### The problem
Please rewrite all of the data below with "bounding box" swapped for "enclosing rectangle" everywhere, keeping everything else unchanged and leaving out the pictures.

### Records to use
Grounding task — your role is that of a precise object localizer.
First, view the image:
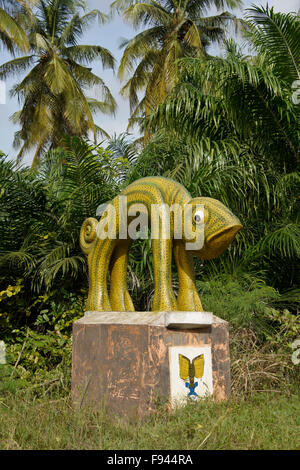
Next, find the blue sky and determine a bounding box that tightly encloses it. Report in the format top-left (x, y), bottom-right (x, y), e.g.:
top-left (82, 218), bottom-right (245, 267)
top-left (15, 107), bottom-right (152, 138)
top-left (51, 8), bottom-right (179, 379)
top-left (0, 0), bottom-right (300, 164)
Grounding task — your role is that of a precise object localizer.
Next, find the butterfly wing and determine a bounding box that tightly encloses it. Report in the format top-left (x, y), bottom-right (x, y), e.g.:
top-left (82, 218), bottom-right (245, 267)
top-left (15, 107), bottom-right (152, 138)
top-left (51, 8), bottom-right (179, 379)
top-left (193, 354), bottom-right (204, 379)
top-left (179, 354), bottom-right (190, 380)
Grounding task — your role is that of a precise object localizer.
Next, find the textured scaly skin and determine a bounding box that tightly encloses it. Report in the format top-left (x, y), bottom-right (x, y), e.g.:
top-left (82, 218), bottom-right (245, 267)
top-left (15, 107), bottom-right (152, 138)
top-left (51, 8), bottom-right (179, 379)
top-left (80, 177), bottom-right (241, 312)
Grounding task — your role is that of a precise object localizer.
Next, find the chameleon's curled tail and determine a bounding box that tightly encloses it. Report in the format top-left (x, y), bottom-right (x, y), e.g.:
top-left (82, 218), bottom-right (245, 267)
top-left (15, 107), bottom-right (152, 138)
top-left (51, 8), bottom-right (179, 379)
top-left (80, 217), bottom-right (98, 255)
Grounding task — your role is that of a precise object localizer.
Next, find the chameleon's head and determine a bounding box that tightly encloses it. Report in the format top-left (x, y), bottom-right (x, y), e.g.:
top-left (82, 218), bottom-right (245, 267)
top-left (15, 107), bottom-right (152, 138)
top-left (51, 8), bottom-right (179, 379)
top-left (185, 197), bottom-right (242, 259)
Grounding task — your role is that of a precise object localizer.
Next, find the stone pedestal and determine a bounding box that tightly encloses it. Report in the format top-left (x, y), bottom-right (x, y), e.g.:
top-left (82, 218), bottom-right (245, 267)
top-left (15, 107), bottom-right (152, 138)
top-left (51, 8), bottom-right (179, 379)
top-left (72, 312), bottom-right (230, 416)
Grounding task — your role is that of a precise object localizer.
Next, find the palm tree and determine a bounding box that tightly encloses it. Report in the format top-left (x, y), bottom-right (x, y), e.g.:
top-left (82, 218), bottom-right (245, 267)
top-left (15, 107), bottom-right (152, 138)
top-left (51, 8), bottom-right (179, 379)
top-left (0, 0), bottom-right (116, 165)
top-left (147, 7), bottom-right (300, 171)
top-left (0, 0), bottom-right (35, 54)
top-left (111, 0), bottom-right (241, 122)
top-left (142, 7), bottom-right (300, 296)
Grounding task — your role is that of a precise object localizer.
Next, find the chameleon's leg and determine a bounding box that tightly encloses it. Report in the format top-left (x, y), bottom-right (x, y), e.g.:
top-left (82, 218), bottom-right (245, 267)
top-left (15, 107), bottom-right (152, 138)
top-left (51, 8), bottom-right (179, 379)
top-left (110, 240), bottom-right (134, 312)
top-left (152, 239), bottom-right (177, 312)
top-left (86, 239), bottom-right (115, 312)
top-left (174, 240), bottom-right (203, 312)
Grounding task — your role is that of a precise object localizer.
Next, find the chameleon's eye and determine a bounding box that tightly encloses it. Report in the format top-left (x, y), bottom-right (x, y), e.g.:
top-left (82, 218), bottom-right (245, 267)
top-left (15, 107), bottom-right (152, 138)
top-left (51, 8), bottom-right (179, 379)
top-left (194, 211), bottom-right (204, 224)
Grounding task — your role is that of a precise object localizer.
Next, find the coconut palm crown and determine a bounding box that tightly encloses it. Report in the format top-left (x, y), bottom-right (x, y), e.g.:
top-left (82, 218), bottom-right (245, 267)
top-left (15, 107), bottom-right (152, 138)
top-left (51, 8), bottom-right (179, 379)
top-left (0, 0), bottom-right (116, 165)
top-left (111, 0), bottom-right (241, 123)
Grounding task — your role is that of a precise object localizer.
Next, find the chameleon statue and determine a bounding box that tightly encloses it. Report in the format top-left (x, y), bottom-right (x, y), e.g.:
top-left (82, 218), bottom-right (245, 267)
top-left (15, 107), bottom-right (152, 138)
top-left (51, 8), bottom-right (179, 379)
top-left (80, 177), bottom-right (242, 312)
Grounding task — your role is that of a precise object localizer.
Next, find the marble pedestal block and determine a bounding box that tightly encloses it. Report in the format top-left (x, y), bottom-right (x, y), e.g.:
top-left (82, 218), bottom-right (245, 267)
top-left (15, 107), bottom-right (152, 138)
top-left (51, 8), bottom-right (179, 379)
top-left (72, 312), bottom-right (230, 416)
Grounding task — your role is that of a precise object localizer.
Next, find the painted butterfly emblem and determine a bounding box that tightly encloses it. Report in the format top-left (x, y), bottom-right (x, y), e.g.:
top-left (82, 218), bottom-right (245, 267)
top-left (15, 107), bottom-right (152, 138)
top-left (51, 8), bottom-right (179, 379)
top-left (179, 354), bottom-right (204, 398)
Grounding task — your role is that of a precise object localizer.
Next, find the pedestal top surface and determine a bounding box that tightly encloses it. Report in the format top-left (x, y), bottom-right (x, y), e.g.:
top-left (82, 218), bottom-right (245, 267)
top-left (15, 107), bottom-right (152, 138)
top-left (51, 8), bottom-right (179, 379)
top-left (75, 311), bottom-right (226, 329)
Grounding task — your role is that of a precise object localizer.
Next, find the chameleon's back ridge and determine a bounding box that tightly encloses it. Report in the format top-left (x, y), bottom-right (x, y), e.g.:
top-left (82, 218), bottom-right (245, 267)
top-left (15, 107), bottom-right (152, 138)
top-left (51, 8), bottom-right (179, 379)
top-left (80, 176), bottom-right (242, 312)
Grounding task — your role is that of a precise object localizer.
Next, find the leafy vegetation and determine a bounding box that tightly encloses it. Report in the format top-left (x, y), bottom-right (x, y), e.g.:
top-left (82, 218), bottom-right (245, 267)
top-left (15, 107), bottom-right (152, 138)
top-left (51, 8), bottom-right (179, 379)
top-left (111, 0), bottom-right (241, 123)
top-left (0, 0), bottom-right (116, 165)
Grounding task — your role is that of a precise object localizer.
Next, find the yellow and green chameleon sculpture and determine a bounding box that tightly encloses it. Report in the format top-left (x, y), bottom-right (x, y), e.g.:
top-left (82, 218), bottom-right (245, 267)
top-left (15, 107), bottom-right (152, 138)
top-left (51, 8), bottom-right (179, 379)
top-left (80, 177), bottom-right (242, 312)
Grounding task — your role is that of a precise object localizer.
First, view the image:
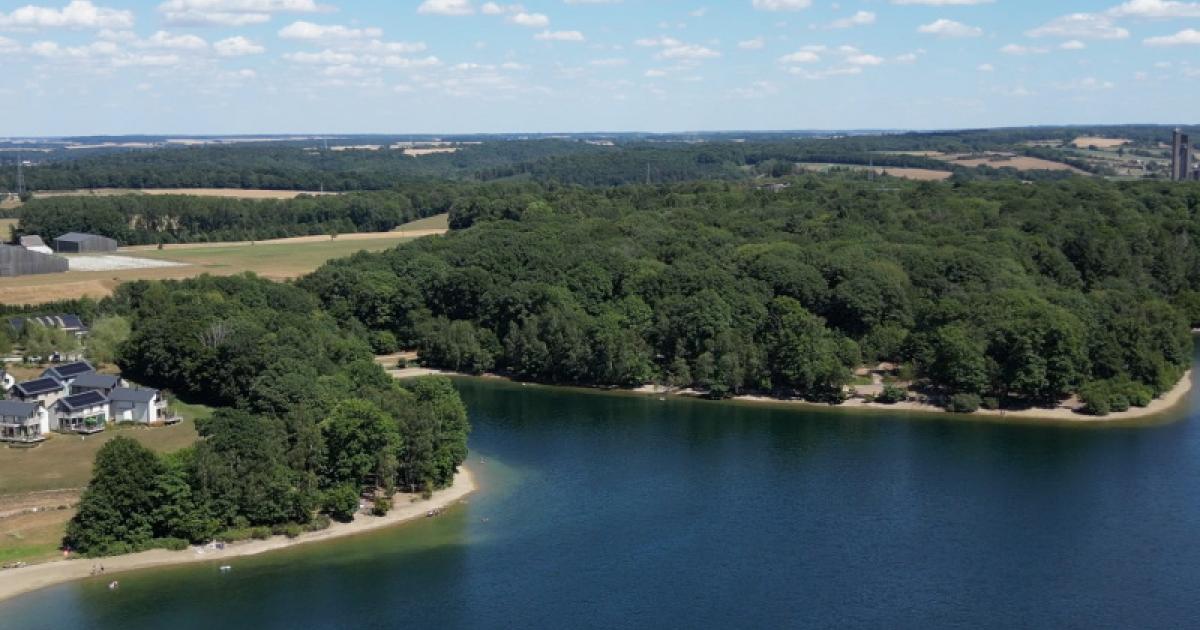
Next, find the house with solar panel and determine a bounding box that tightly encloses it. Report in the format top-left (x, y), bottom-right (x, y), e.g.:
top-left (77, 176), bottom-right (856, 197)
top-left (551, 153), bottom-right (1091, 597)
top-left (42, 361), bottom-right (96, 392)
top-left (0, 400), bottom-right (50, 445)
top-left (50, 391), bottom-right (108, 434)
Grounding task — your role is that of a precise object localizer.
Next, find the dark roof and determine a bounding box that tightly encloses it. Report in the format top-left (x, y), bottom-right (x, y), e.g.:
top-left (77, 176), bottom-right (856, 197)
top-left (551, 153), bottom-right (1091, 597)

### Task result
Grounding task — your role is that of a precise object localizer.
First, view the image:
Next, find the blue sky and determine a enclosing rectangle that tightly encloses it. Report in the format top-left (x, y), bottom-right (x, y), e.g.:
top-left (82, 218), bottom-right (245, 267)
top-left (15, 107), bottom-right (152, 138)
top-left (51, 8), bottom-right (179, 379)
top-left (0, 0), bottom-right (300, 164)
Grounding task — your role is that of a precise object localizer.
Next, find the butterfly wing and determine a enclosing rectangle that tightly encloses it. Report in the format top-left (x, y), bottom-right (x, y), e.g.:
top-left (82, 218), bottom-right (245, 267)
top-left (15, 107), bottom-right (152, 138)
top-left (51, 8), bottom-right (179, 379)
top-left (193, 354), bottom-right (204, 379)
top-left (179, 354), bottom-right (190, 380)
Grounding task — your role is that of a precise object localizer.
Next, find the textured scaly skin and determine a enclosing rectangle that tightly encloses it. Report in the format top-left (x, y), bottom-right (x, y), e.g.:
top-left (82, 218), bottom-right (245, 267)
top-left (15, 107), bottom-right (152, 138)
top-left (51, 8), bottom-right (179, 379)
top-left (80, 177), bottom-right (241, 312)
Grounding task — your role is that of a precise object localizer.
Next, find the chameleon's curled tail and determine a enclosing rectangle that tightly encloses it. Report in the format top-left (x, y), bottom-right (x, y), e.g.:
top-left (82, 218), bottom-right (245, 267)
top-left (15, 107), bottom-right (152, 138)
top-left (51, 8), bottom-right (179, 379)
top-left (80, 217), bottom-right (98, 255)
Grounding task — your role is that of a precise object localizer.
Next, find the chameleon's head and determine a enclosing rectangle that tightly encloses it. Report in the format top-left (x, y), bottom-right (x, y), e.g.:
top-left (82, 218), bottom-right (245, 267)
top-left (15, 107), bottom-right (152, 138)
top-left (51, 8), bottom-right (179, 379)
top-left (185, 197), bottom-right (242, 259)
Grounding task — your role is that of a precise object localizer.
Next, find the stone pedestal and determine a enclosing rectangle that tightly encloses it. Report in the format top-left (x, y), bottom-right (x, y), e.g.:
top-left (82, 218), bottom-right (245, 267)
top-left (15, 107), bottom-right (152, 138)
top-left (51, 8), bottom-right (179, 379)
top-left (72, 312), bottom-right (230, 416)
Grounding task — your role is that of a precise object localizer.
Next, find the palm tree and determine a enclosing rectangle that tightly encloses it. Report in the format top-left (x, y), bottom-right (x, y), e.g.:
top-left (82, 218), bottom-right (245, 267)
top-left (15, 107), bottom-right (152, 138)
top-left (51, 8), bottom-right (179, 379)
top-left (0, 0), bottom-right (116, 165)
top-left (147, 7), bottom-right (300, 171)
top-left (0, 0), bottom-right (35, 54)
top-left (111, 0), bottom-right (241, 122)
top-left (142, 7), bottom-right (300, 296)
Grounding task — your role is that of a precise object localizer.
Next, find the chameleon's leg and determine a enclosing rectangle that tightly encloses it. Report in the format top-left (x, y), bottom-right (x, y), e.g.:
top-left (82, 218), bottom-right (245, 267)
top-left (15, 107), bottom-right (152, 138)
top-left (51, 8), bottom-right (179, 379)
top-left (110, 240), bottom-right (134, 312)
top-left (152, 239), bottom-right (177, 312)
top-left (86, 239), bottom-right (115, 312)
top-left (174, 240), bottom-right (203, 312)
Grounding task — your role is that of a precise object localizer.
Next, find the chameleon's eye and determine a enclosing rectangle that tightly encloses it. Report in the format top-left (x, y), bottom-right (x, y), e.g.:
top-left (82, 218), bottom-right (245, 267)
top-left (15, 107), bottom-right (152, 138)
top-left (51, 8), bottom-right (179, 379)
top-left (194, 211), bottom-right (204, 224)
Grounding task — your role is that of a precise object localizer.
Next, find the coconut palm crown and determine a enclosing rectangle that tightly encloses it. Report in the format top-left (x, y), bottom-right (x, y), e.g.:
top-left (82, 218), bottom-right (245, 267)
top-left (15, 107), bottom-right (152, 138)
top-left (51, 8), bottom-right (179, 379)
top-left (0, 0), bottom-right (116, 165)
top-left (111, 0), bottom-right (241, 123)
Grounding task — your role is that of a precise object localizer.
Next, find the chameleon statue and determine a enclosing rectangle that tightly encloses it. Report in the format top-left (x, y), bottom-right (x, y), e.g.:
top-left (82, 218), bottom-right (245, 267)
top-left (15, 107), bottom-right (152, 138)
top-left (51, 8), bottom-right (179, 379)
top-left (80, 177), bottom-right (242, 312)
Grounding task — your role is that of a precise object localizer.
Next, find the marble pedestal block and determine a enclosing rectangle that tightly encloses it. Report in the format top-left (x, y), bottom-right (x, y), e.g.:
top-left (82, 218), bottom-right (245, 267)
top-left (15, 107), bottom-right (152, 138)
top-left (51, 8), bottom-right (179, 379)
top-left (72, 312), bottom-right (230, 416)
Grounding task — your role is that of a precise object localizer.
Next, find the painted butterfly emblem and determine a enclosing rectangle that tightly encloses it. Report in the format top-left (x, y), bottom-right (x, y), e.g.:
top-left (82, 218), bottom-right (245, 267)
top-left (15, 107), bottom-right (152, 138)
top-left (51, 8), bottom-right (179, 379)
top-left (179, 354), bottom-right (204, 398)
Grounding task — your role is that of a precise object localizer.
Next, find the pedestal top surface and determine a enclosing rectangle that tightly encloses it. Report in the format top-left (x, y), bottom-right (x, y), e.g.:
top-left (82, 218), bottom-right (245, 267)
top-left (15, 107), bottom-right (152, 138)
top-left (51, 8), bottom-right (179, 379)
top-left (75, 311), bottom-right (226, 329)
Grounding task — your role is that of a precise object localizer.
Next, find the chameleon's back ridge and determine a enclosing rectangle that tightly encloses it. Report in the format top-left (x, y), bottom-right (x, y), e.g.:
top-left (82, 218), bottom-right (245, 267)
top-left (15, 107), bottom-right (152, 138)
top-left (51, 8), bottom-right (179, 379)
top-left (80, 176), bottom-right (242, 312)
Grounding task — your role is that of a precise object localizer.
Next, find the leafy vegetation and determine a enclosing rectangle that tightly encloses it. Report in the format top-left (x, y), bottom-right (x, y), e.g.:
top-left (82, 218), bottom-right (245, 267)
top-left (15, 107), bottom-right (152, 138)
top-left (51, 8), bottom-right (179, 379)
top-left (111, 0), bottom-right (241, 123)
top-left (0, 0), bottom-right (116, 165)
Grounding task — your role is that of a precise object localizer.
Next, find the yellow and green chameleon sculpture and determine a enclosing rectangle that tightly encloses it. Report in the format top-left (x, y), bottom-right (x, y), e.g.:
top-left (82, 218), bottom-right (245, 267)
top-left (15, 107), bottom-right (152, 138)
top-left (51, 8), bottom-right (179, 379)
top-left (80, 177), bottom-right (242, 312)
Grounding task — your role is that of a precise object localizer.
First, view the image:
Next, find the house with solar panel and determine a enclosing rectangle that tightly encloses it. Report in the format top-left (x, y), bottom-right (x, y), e.g.:
top-left (77, 176), bottom-right (856, 197)
top-left (551, 153), bottom-right (1091, 597)
top-left (42, 361), bottom-right (96, 392)
top-left (0, 400), bottom-right (50, 445)
top-left (50, 391), bottom-right (108, 434)
Grounding task — your role is that of a precise object localizer.
Next, find the dark roof and determine a enclosing rectangle that tightly encloses it. Report in the format top-left (x, y), bottom-right (x, y), e.g.:
top-left (77, 176), bottom-right (856, 197)
top-left (551, 153), bottom-right (1091, 597)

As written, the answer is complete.